• Coordinate annotation entries:
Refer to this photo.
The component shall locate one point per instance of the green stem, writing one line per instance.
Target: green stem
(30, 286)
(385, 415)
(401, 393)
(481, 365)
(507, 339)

• What is needed: Reproduce the records above, substituting "plant stalk" for every occurrence of "green stem" and leaving all other text unchanged.

• Final answer:
Refer to this photo.
The component shall locate one point per instance of the plant stalk, writing one line per instance.
Target: plant stalk
(30, 286)
(385, 415)
(401, 393)
(481, 365)
(507, 339)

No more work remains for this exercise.